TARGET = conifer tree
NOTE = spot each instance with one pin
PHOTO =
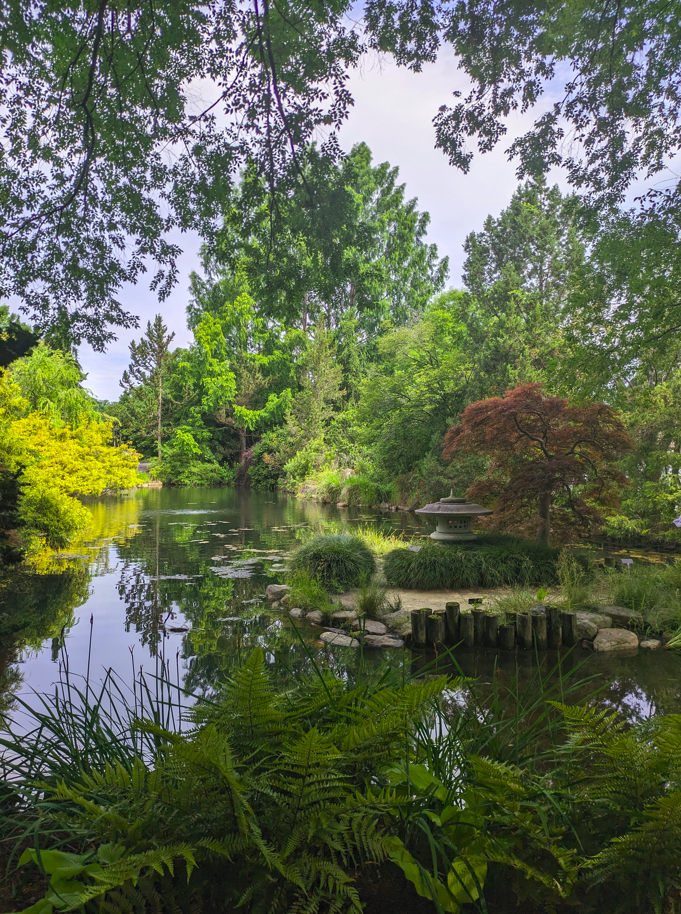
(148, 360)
--
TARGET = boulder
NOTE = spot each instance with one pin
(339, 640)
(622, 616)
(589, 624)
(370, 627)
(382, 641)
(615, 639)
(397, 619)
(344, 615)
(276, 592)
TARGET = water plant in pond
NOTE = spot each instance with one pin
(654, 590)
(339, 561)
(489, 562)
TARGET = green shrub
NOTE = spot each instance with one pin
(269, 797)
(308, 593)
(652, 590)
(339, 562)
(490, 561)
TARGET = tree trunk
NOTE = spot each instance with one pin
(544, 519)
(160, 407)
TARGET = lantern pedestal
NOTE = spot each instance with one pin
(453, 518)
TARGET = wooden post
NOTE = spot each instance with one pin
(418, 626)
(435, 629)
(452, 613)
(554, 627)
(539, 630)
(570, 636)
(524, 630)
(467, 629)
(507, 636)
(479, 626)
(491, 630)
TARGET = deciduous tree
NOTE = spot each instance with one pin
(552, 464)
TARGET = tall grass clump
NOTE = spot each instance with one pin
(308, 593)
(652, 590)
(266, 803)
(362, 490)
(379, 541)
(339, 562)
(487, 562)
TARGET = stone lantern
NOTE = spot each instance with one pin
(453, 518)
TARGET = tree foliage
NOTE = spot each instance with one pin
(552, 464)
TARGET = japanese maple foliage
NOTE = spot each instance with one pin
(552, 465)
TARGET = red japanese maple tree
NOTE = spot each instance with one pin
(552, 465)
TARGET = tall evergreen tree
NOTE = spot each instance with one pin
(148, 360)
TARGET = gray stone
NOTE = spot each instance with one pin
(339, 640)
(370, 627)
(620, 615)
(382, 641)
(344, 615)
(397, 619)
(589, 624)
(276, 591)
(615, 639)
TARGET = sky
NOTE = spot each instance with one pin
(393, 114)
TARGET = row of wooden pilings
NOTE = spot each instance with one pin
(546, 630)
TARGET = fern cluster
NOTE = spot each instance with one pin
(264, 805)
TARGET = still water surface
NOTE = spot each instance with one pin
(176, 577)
* * *
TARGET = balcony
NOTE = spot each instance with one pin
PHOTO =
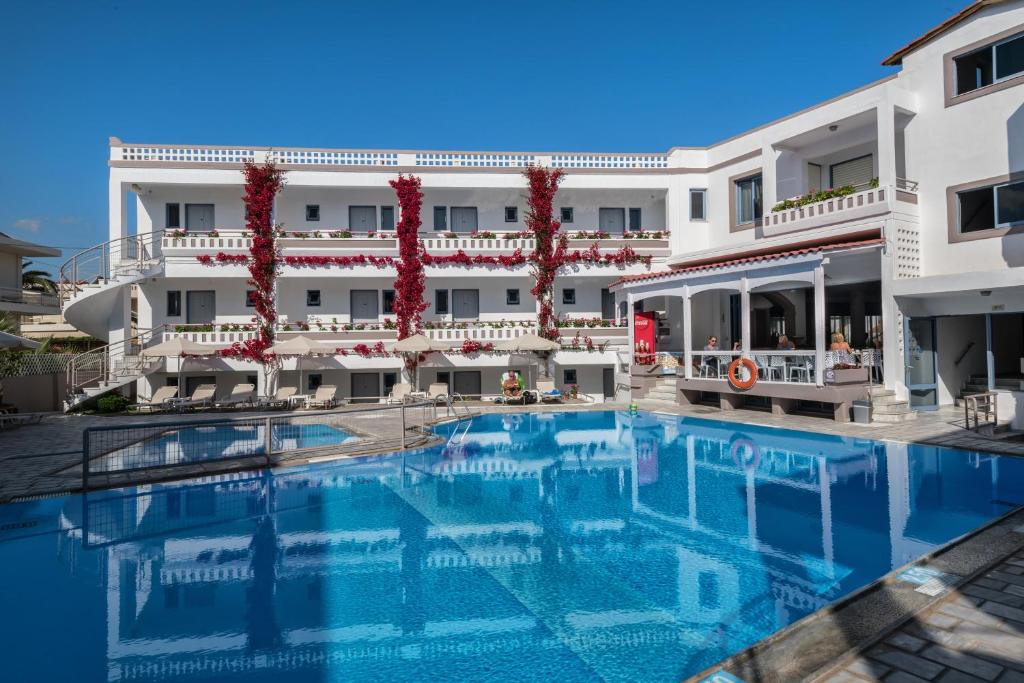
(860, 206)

- **Required task**: Count the lines in the material above that contain the string "stone", treating uppercase and lowercase letters as distinct. Reply with the number alone.

- **Correct answer**: 2